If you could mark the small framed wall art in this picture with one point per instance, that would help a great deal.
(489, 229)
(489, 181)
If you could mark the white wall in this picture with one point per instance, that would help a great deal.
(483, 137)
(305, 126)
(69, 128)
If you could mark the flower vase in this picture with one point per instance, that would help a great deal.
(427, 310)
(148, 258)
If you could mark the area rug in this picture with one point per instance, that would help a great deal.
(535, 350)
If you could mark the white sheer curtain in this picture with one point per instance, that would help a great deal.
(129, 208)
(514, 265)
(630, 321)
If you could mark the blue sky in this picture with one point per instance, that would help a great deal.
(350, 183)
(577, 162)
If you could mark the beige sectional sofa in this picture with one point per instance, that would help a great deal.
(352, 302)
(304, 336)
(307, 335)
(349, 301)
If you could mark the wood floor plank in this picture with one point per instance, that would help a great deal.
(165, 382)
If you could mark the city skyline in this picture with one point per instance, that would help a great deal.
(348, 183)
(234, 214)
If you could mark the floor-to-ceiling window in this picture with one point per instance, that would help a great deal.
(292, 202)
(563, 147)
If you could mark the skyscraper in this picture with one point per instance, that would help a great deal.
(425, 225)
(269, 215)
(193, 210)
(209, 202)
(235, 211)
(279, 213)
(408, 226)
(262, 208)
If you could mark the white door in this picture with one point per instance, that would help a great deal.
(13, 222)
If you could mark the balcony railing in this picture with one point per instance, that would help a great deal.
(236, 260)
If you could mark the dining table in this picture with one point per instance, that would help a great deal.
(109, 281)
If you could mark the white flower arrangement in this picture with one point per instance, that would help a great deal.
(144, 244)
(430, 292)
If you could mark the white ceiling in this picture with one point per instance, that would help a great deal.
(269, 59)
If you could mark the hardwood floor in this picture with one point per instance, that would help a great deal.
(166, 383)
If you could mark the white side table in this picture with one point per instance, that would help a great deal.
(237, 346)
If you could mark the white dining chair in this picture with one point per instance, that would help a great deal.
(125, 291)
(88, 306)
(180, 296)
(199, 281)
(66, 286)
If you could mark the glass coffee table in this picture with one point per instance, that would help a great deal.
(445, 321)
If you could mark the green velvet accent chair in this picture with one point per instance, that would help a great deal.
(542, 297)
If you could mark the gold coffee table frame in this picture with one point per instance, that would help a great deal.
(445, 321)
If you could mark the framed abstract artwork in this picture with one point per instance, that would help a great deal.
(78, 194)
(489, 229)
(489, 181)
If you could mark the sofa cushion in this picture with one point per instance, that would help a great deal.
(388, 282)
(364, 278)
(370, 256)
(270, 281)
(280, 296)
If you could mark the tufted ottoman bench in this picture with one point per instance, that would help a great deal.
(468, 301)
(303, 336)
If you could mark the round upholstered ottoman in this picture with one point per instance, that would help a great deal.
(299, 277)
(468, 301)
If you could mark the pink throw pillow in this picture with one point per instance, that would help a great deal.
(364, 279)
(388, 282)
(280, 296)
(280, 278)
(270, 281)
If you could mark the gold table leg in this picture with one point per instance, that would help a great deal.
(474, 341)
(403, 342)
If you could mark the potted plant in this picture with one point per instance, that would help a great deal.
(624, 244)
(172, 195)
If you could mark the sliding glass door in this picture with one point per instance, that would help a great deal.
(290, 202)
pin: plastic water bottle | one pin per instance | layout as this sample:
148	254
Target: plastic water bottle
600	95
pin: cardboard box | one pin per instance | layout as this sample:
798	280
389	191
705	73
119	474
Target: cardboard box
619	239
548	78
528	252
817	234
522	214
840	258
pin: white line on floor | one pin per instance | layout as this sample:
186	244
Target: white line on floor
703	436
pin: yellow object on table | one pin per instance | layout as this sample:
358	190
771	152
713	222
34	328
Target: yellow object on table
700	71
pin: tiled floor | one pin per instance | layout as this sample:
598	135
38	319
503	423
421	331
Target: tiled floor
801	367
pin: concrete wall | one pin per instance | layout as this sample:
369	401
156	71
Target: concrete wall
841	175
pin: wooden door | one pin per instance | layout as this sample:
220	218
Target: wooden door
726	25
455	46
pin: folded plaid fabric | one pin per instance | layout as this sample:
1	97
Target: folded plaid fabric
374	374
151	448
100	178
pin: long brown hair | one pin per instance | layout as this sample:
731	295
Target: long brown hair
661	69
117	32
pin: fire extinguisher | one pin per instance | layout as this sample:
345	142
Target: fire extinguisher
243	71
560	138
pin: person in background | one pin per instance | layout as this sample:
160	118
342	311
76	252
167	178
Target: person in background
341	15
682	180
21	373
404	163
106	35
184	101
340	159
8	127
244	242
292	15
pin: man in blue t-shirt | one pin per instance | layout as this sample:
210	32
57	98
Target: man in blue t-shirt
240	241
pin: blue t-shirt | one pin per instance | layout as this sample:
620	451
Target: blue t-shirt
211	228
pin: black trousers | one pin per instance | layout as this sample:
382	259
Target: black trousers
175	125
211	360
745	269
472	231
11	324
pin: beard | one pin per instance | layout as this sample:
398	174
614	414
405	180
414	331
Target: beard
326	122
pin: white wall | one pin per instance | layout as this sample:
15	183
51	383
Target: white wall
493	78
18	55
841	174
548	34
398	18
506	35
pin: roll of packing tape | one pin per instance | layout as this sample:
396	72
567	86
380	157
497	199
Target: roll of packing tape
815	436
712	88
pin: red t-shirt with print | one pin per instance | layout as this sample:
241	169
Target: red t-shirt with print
^^^^
What you need to do: From the records above, extract each line exactly as shown.

Solution:
If you could mark the small framed wall art in this picture with one point per instance, that would help a great deal.
(489, 229)
(489, 181)
If you could mark the white wall in this picture with one point per instance, that would help a great deal.
(483, 137)
(305, 126)
(69, 128)
If you could mark the flower vase in this picture with one point per instance, that would help a great deal.
(427, 310)
(148, 258)
If you could mark the area rug in this picture with one point per instance, that would help a great deal.
(535, 350)
If you could mark the white sheer curtain in this picture with one point per instance, that would help a great deal.
(129, 208)
(514, 265)
(630, 321)
If you could mark the blue sky in this picture with one point per instance, that would help a great deal.
(350, 183)
(577, 162)
If you could mark the beige sectional sofa in this picture with one point per instance, that would help a great deal.
(352, 302)
(304, 336)
(307, 335)
(349, 301)
If you could mark the wood floor plank in this picture with one point per instance, that would help a great deal.
(165, 382)
If you could mark the city skyline in this picture with one point per instance, that would help a great deal.
(348, 183)
(234, 214)
If you could mark the floor-to-ceiling window in this picture with one point per instance, that would help a great deal.
(292, 202)
(563, 147)
If you could mark the skyscraper in this picture with one point per instance, that would help a great deal.
(425, 225)
(269, 215)
(193, 210)
(209, 202)
(235, 211)
(279, 213)
(408, 226)
(262, 208)
If you could mark the white door in this picture with one point per instance, that would help a great deal.
(13, 222)
If you could mark the balcony railing in this picture with one point per instance, that would help a great deal.
(236, 260)
If you could mark the dining table in this picture with one point per instance, that would help a great deal.
(109, 281)
If you could mark the white flower arrangement in this picture with one point per instance, that would help a great deal.
(144, 244)
(430, 292)
If you could mark the white ceiling in this picture with one point per instance, that would help a great deal.
(269, 59)
If you could mark the hardwood floor in this picture with one point per instance, that would help a great deal.
(166, 383)
If you could mark the white side table in this picture with one point per instance, that would help a great deal.
(237, 346)
If you could mark the white dining chair in this picture with one point per instance, that would help a great deal.
(125, 291)
(88, 306)
(180, 296)
(199, 281)
(66, 286)
If you could mark the glass coffee table in this picture with one point per instance, that would help a great deal.
(445, 321)
If you could mark the green velvet accent chair in this picture with one point per instance, that would help a great deal.
(542, 297)
If you could mark the gold coffee table frame in this picture with one point per instance, that would help a great deal.
(445, 321)
If you could mark the framed abstract artwork in this picture with one point per instance, that would help a great deal.
(78, 194)
(489, 229)
(489, 181)
If you could mark the sofa cushion in this picture with one point per instance, that would help a great deal.
(388, 282)
(364, 278)
(370, 256)
(270, 281)
(280, 296)
If you could mark the tufted ottoman bench in this picture with one point per instance, that would help a great deal.
(468, 301)
(303, 336)
If you could mark the round upholstered ottoman in this picture with one point per instance, that would help a great deal.
(299, 277)
(468, 301)
If you could mark the pink throw pillow in this picture with one point per instance, that would help a great deal.
(364, 279)
(388, 282)
(280, 296)
(280, 278)
(270, 281)
If you could mark the gold table leg in this picture with one point per instance, that would help a great deal.
(474, 341)
(403, 342)
If you could mark the potted plant in this picture with one point per instance, that would help a great deal.
(624, 244)
(172, 195)
If you could mark the sliding glass door in this picture with one point per instance, that would help a great deal.
(290, 202)
pin: plastic water bottle | one pin per instance | layout as this sample:
148	254
Target: plastic water bottle
600	95
pin: cardboard box | one pin per instance | layout as this sample:
798	280
389	191
705	73
119	474
Target: cardboard box
619	239
548	78
528	252
817	234
522	214
840	258
pin: white line on floor | one pin per instance | layout as this sample:
186	244
Target: white line on floor
703	436
pin: yellow object on table | one pin per instance | layout as this sample:
358	190
771	152
713	222
34	328
Target: yellow object on table
700	71
pin: tiled floor | one pin per instance | layout as this sample:
598	135
38	319
503	423
421	331
Target: tiled floor
801	367
pin: concrete wall | one pin per instance | layout as this sample:
369	401
156	71
Target: concrete wall
841	175
pin: wooden door | one pin per instance | layout as this sample:
220	218
Target: wooden door
726	25
455	46
pin: folded plaid fabric | one pin per instance | layout as this sample:
1	97
Target: folded plaid fabric
374	374
151	448
100	178
pin: long brown hair | one pin per instance | layout as this sample:
731	295
Target: long brown hair
661	69
117	32
pin: fire extinguisher | one pin per instance | layout as this sample:
345	142
Target: fire extinguisher
243	71
560	138
pin: person in background | one pin per instance | layout as this sample:
160	118
342	311
76	252
167	178
Target: person in background
341	15
682	180
21	373
404	163
106	35
184	101
340	159
8	127
244	242
292	15
pin: man in blue t-shirt | one pin per instance | layout as this sample:
210	32
57	98
Target: man in blue t-shirt
240	241
pin: blue t-shirt | one pin per instance | layout as this sample:
620	451
Target: blue t-shirt
211	228
pin: black trousers | one pin per instance | layout as this sample:
382	259
Target: black trousers
175	125
211	360
745	269
472	231
11	324
pin: beard | one pin per instance | layout as this sample:
398	174
614	414
405	180
414	331
Target: beard
326	122
pin: white wall | one pin per instance | layout as this sample:
15	183
51	383
Target: white wall
493	78
18	55
841	174
548	34
398	18
506	35
pin: roll of packing tape | one pin per instance | layout as this sample:
396	72
567	86
380	157
497	199
Target: roll of packing tape
815	436
712	88
pin: red t-shirt with print | one pin per instance | layout as this sample:
241	169
Target: red t-shirt with print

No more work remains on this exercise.